= Aim =
Find the line containing "Expected: one point per instance of the black side". Retype it and every line after it through the end of the entries, exactly as written, with nothing added.
§
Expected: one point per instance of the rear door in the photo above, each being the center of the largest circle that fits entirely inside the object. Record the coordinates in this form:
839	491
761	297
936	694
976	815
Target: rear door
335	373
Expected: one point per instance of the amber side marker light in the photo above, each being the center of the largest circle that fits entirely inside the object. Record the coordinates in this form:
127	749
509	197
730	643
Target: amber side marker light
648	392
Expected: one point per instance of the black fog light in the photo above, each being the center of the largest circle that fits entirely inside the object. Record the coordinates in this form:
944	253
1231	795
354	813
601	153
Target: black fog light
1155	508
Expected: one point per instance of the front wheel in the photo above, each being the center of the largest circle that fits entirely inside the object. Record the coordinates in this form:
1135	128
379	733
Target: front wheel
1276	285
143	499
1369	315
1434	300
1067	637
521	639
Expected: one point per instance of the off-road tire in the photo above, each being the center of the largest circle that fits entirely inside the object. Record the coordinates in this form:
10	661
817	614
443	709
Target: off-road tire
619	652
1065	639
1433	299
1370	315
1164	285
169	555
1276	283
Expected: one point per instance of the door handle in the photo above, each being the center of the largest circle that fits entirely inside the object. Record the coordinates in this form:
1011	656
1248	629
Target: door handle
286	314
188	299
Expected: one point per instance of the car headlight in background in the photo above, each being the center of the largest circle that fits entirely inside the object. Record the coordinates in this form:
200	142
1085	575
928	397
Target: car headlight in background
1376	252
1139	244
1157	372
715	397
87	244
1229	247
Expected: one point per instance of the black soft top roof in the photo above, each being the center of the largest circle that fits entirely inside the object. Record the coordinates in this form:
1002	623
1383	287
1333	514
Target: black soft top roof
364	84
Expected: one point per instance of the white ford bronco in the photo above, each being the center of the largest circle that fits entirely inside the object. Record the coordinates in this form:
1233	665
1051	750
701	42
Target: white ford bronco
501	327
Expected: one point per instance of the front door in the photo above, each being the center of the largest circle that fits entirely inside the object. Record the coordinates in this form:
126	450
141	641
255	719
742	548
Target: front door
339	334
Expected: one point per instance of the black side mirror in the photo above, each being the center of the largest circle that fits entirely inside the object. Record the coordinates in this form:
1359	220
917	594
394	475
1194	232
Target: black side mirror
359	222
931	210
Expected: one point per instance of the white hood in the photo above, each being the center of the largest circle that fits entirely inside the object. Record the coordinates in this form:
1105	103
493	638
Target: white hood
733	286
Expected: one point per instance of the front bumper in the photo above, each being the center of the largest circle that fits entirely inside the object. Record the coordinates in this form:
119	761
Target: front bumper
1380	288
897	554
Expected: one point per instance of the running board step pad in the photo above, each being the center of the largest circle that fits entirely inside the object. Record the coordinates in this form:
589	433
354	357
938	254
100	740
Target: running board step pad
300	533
§
= Answer to the exercise =
Expected: one point per instance of the black side mirror in the photo above, each being the center of the largest circle that fits entirely inside the object. Record the coordinates in this form:
1359	220
917	594
394	475
1194	232
Target: black side mirror
359	222
931	210
Expected: one point per instance of the white hood in the photo above, each being the center of the largest circle that fits entirely inside the object. Record the coordinates in this form:
1105	103
493	638
Target: white hood
733	286
Expected: one point per instance of the front bumper in the photo above, each being the center of the largest circle that fits entirely inside the object. Record the coordinates in this form:
119	761
Target: front bumper
1380	288
897	554
Expected: one point per instance of the running board step pad in the photo above, each being the center of the largest circle that fits entirely inside the object. Record the coordinates in this form:
589	433
354	357
938	254
100	740
Target: running board step pad
300	533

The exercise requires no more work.